*Selected excerpt*
We are obligated to respect our commenting-peers, for “on no other terms can a being with human faculties have any rational assurance of being right.” (Ch. 2) In light of Mill’s philosophy, we should all take a moment to think twice before “voting down” a YouTube comment.
  1. Jed Erwin permalink
    December 4, 2010 4:48 PM

    Your points are very interesting. It’s true that Mill states that all opinions that do not stray from the civil discourse are valid, but who is to say which youtube comments cross the line. Does saying something is “lame” fit within the civil discourse and make use think, or is it a simple minded insult meant to be destructive? You said that saying “I will kill you all” obviously crosses a line. But should this be seen as strictly a death threat? It is not likely, but isn’t there still a possibility that this is just criticizing the video like the comment “lame” is? There is not really a clear line, is their?

  2. greguff permalink
    December 4, 2010 5:30 PM

    This article makes some interesting points comparing Mill’s thoughts with ridiculous youtube comments. However, I do not think Mill’s theories can apply to most youtube comments. Mill did not want to suppress anyone’s thoughts and believed everyone had a say. It is true we do not know anything for sure, but some comments on youtube can be purely childish and completely irrelevant. Mill wanted people to express their thoughts, but i believe this is a little too far-fetched.

  3. Lorna Malja permalink
    December 4, 2010 5:51 PM

    This was such a fascinating post, i really liked it alot. I definitely agree with Mills that others opinions are almost always valuable because we do not know everything for sure. If someone disagrees with us, then we have the power to disagree back, but then it just makes our opinion stronger and better; because then we have to back up what we are saying. It is always great, i think, to debate ideas and topics because this is how people form powerful opinions and learn from others. It’s a fascinating process and definitely helpful. As far as YouTube goes, if people offer unpopular comments/opinions, well then thats fine. Everyone is entitled to their own beliefs and opinions; but we should take them into consideration because it’ll just make us think more. Expressing oneself is important!

  4. reedmarcus permalink
    December 4, 2010 7:13 PM

    I think this is a very relevant and i think that the thoughts of Mill correspond very well with the ridiculous youtube comments. However, for the most part, i am not sure if Mill’s thoughts completely connect with the majority of youtube comments because he felt that people should feel free and have the right to express themselves in any way that they choose. Although it is definitely true that we do not know everything for sure, many comments made on youtube have nothing to do with the video that a person used to try to express themselves and in fact are very immature and irrelevant to any situation. Mill wanted people to express their true feelings based on their actions and the situation, not crude unnecessary comments to attempt to seem funny or to just display immaturity.

*Written problem A*
According to the blog excerpt, what should we all think twice before doing in light of Mill's philosophy?
The blog excerpt and the records have no connection to each other.

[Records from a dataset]
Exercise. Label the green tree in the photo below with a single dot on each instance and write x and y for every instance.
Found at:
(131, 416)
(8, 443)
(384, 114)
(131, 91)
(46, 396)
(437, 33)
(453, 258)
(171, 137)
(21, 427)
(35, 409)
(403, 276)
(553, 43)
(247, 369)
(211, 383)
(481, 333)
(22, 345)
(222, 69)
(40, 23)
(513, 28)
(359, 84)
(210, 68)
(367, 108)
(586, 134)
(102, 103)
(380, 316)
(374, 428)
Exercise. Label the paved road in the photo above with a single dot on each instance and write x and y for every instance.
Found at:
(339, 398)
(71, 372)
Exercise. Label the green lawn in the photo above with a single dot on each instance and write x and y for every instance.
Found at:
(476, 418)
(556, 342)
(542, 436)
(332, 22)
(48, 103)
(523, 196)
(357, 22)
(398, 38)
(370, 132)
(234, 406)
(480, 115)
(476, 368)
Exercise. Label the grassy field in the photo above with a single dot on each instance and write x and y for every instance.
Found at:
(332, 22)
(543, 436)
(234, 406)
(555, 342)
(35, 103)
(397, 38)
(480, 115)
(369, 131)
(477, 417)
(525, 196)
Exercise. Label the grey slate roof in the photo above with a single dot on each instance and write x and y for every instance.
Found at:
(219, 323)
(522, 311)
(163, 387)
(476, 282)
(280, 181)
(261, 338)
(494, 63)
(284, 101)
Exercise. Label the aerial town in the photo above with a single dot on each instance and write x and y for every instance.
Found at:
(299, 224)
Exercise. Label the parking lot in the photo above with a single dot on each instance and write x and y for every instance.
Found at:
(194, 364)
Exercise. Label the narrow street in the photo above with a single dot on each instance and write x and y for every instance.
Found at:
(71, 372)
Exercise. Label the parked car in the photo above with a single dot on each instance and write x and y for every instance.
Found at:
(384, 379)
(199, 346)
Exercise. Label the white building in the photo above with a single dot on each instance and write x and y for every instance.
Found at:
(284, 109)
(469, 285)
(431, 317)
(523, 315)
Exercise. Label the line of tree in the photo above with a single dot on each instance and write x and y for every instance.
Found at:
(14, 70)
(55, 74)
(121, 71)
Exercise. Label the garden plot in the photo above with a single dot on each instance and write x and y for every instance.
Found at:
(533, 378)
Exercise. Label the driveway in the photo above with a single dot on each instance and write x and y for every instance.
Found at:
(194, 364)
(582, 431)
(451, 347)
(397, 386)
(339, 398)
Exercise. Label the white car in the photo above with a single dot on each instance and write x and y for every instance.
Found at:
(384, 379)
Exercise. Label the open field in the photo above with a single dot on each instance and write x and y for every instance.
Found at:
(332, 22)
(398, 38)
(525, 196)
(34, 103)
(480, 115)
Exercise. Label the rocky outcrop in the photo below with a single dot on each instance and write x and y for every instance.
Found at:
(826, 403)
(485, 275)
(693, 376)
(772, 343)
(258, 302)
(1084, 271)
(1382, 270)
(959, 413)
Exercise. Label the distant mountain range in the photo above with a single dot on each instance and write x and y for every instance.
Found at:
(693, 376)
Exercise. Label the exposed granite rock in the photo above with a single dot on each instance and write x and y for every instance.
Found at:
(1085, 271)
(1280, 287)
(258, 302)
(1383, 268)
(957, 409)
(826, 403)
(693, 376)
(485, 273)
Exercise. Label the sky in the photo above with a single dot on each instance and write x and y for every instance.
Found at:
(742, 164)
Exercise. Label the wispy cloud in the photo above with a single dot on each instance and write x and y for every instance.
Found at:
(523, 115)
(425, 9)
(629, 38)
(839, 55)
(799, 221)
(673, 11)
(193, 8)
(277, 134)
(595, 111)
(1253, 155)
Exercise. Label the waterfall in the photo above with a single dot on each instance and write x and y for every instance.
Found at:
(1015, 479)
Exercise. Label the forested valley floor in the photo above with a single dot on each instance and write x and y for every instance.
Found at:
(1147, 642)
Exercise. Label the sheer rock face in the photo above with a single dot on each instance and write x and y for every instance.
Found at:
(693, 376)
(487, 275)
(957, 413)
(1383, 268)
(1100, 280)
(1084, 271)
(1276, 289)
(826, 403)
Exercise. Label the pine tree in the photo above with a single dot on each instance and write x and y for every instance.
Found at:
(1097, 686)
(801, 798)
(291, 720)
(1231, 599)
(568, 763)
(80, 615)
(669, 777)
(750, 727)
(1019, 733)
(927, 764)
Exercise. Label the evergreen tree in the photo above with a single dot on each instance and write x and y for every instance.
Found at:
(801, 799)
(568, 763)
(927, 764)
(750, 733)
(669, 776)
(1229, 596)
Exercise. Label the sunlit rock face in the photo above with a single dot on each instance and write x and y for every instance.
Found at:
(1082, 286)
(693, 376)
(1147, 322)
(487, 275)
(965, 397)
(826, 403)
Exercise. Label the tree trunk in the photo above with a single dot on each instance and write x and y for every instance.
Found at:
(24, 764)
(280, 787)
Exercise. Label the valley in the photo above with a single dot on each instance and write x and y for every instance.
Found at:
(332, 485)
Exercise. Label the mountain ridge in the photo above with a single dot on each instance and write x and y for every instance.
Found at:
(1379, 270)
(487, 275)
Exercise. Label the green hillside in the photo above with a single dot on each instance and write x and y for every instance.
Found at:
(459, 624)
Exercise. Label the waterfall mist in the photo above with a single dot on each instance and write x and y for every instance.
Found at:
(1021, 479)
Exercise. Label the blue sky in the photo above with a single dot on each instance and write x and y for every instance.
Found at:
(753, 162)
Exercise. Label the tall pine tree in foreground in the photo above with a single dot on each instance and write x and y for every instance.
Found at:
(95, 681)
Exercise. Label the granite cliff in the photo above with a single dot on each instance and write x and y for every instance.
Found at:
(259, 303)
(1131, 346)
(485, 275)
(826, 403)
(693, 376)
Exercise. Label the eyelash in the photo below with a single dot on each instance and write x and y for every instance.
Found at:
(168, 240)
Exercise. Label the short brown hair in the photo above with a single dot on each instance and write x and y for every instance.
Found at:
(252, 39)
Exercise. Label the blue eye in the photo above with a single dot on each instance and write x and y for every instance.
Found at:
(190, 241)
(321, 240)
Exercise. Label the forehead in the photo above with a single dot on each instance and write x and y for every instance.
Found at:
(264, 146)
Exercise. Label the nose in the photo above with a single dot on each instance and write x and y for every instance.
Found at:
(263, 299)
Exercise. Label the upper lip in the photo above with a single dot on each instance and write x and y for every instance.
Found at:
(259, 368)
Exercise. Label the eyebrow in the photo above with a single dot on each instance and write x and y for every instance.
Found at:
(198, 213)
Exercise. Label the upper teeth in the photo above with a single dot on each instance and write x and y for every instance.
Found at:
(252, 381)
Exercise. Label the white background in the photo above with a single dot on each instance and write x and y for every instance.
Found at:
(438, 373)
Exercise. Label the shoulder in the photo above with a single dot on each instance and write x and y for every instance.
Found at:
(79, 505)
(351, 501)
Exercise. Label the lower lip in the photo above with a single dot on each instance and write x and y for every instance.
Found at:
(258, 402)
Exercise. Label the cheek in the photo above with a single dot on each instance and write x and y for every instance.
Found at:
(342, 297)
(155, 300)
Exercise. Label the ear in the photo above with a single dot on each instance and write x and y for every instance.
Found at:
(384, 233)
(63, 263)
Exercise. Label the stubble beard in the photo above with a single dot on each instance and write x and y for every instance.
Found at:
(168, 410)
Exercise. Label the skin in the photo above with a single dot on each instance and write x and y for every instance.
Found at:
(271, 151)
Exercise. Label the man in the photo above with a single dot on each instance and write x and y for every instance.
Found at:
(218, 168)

*Written problem B*
Collect every line of the records above that contains the word "below".

*Full answer A*
"Voting down" a YouTube comment.

*Full answer B*
Exercise. Label the green tree in the photo below with a single dot on each instance and write x and y for every instance.
Exercise. Label the rocky outcrop in the photo below with a single dot on each instance and write x and y for every instance.
Exercise. Label the eyelash in the photo below with a single dot on each instance and write x and y for every instance.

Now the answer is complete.